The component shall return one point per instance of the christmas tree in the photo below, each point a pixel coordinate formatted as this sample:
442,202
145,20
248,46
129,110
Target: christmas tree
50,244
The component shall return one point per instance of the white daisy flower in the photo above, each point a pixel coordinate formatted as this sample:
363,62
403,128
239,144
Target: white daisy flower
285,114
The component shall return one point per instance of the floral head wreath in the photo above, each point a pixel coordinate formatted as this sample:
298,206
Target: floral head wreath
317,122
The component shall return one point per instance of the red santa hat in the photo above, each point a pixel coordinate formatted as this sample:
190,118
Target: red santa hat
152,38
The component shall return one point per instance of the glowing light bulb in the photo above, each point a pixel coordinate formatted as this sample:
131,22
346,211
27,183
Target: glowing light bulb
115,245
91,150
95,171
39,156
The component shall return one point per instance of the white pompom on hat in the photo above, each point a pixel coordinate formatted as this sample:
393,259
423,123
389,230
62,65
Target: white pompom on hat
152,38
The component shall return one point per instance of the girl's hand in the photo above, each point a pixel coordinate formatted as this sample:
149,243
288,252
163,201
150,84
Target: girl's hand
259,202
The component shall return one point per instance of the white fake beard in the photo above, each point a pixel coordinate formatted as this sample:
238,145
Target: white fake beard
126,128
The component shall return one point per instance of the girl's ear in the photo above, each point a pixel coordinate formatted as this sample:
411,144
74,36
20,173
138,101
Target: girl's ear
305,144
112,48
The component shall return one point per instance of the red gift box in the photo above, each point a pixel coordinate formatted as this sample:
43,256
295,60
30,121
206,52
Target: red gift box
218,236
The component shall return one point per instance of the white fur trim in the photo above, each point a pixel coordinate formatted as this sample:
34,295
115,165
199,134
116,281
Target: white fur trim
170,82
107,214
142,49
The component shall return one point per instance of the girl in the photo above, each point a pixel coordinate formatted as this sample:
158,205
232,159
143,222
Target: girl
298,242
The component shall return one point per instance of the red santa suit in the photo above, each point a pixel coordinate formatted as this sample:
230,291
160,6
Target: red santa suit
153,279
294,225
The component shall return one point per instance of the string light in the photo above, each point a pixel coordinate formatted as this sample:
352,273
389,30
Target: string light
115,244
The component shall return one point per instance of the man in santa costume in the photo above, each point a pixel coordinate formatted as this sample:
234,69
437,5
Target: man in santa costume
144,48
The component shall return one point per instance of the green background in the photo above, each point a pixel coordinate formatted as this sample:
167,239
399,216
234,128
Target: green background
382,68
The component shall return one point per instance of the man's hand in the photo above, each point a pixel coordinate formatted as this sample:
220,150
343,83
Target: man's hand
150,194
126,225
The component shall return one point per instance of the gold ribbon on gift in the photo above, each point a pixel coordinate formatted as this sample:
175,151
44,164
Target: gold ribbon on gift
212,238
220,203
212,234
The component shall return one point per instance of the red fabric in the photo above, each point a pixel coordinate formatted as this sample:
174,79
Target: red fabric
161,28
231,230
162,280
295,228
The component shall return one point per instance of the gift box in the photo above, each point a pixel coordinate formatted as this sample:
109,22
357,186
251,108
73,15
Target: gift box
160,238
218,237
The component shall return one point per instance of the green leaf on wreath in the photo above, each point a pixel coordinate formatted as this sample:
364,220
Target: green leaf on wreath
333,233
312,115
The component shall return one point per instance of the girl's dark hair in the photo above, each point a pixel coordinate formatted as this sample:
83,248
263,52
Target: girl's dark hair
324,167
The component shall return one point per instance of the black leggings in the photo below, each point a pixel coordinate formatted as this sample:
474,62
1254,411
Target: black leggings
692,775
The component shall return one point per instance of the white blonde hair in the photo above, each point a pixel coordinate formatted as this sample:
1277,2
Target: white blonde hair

----------------

Print the whole listing above again, line for line, with every character unchanged.

The component shall return one point per instance of the christmas tree in the photo below, each point a pixel coordinate formatted as this sample:
442,202
145,20
248,46
129,110
Target: christmas tree
50,244
The component shall return one point per instance of the white daisy flower in the photo above, each point a pixel coordinate formatted as this sample:
363,62
403,128
239,144
Target: white daisy flower
285,114
The component shall return one point per instance of the floral head wreath in the photo above, each point a pixel coordinate formatted as this sample:
298,206
Target: floral head wreath
317,122
The component shall return one point per instance of the red santa hat in the photo above, each point a pixel coordinate formatted as this sample:
190,118
Target: red santa hat
152,38
The component shall return one point per instance of the glowing light bulb in the photo above, each point a pixel coordinate formatted as this sample:
131,22
346,211
27,183
Target: glowing light bulb
115,245
91,150
95,171
39,156
The component shall return one point per instance of the white pompom on hat in the photo above, each point a pixel coordinate formatted as this sample:
393,259
423,123
389,230
62,65
Target: white pompom on hat
152,38
The component shall return one point per instance of the girl's hand in the photo above, each point a pixel coordinate formatted as this sample:
149,243
288,252
163,201
150,84
Target: girl's hand
259,202
The component shall return one point per instance of the white fake beard in the photo above, each point a pixel coordinate formatted as this sample:
238,145
Target: white fake beard
126,128
The component shall return one point per instance of the girl's ear in the photo above, each point a pixel coordinate formatted as this sample:
411,144
74,36
20,173
138,101
Target: girl's ear
305,144
112,48
The component shall return one point per instance of the red gift box in the photo above, each point a pixel coordinate formatted as this sample:
43,256
295,60
30,121
206,52
Target: red gift box
218,236
The component shall return one point per instance of the white fur trim in the photo above, each point a pixel coordinate formatted as this sample:
34,295
115,165
199,134
116,281
Target: white fur trim
170,82
107,214
142,49
The component shall return one point per instance of the girl in the photo above, each point a pixel coordinate formatted as this sample:
158,205
232,159
143,222
Target: girl
298,242
The component shall return one point per instance of the red santa suit in the photo above, each point a pixel coordinate formatted as this sample:
230,291
160,6
Target: red santa suit
153,279
294,225
The component shall return one point per instance of the string light in the photo above, each point a pixel coordinate formatted as this sample:
352,273
389,30
Target: string light
115,244
The component shall return one point per instance of the man in santa costume in the photo above, each point a pixel coordinate formatted as this sample:
234,69
437,5
Target: man in santa costume
144,48
The component shall return one point per instance of the green background in the photo above, each point a pixel coordinate formatted as this sample:
167,239
399,216
234,128
Target: green background
382,68
The component shall return one point per instance of the man's hand in the photo above, each point a pixel coordinate formatted as this sample:
220,150
343,83
Target: man's hand
150,194
126,225
The component shall return one point per instance of the gold ribbon on gift in the photo above, each point a pixel coordinate formatted as this sample:
175,151
44,164
Target: gold ribbon on gift
212,238
220,203
212,234
The component shall return one point per instance of the red fabric in the photo above, each point a pixel coordinate formatted as this sample:
174,79
Target: red fabric
161,28
231,230
162,280
295,228
The component shall return one point per instance of the gift box in the photo above, each point a pixel coordinate formatted as this sample:
109,22
357,186
251,108
73,15
Target: gift box
160,238
218,237
The component shall return one point per instance of the green leaf on wreath in the photo above, each point a pixel coordinate formatted as this sample:
364,220
Target: green leaf on wreath
333,233
312,115
The component shall return one point per instance of the girl's dark hair in the photo above, each point a pixel coordinate formatted as this sample:
83,248
263,52
Target: girl's dark hair
324,167
The component shall return one point per instance of the black leggings in the photo below, each point a pixel coordinate formatted as this sample:
474,62
1254,411
Target: black leggings
692,775
The component shall return one point per instance of the white blonde hair in the photo above, each point a pixel coordinate formatted as this sample:
1277,2
Target: white blonde hair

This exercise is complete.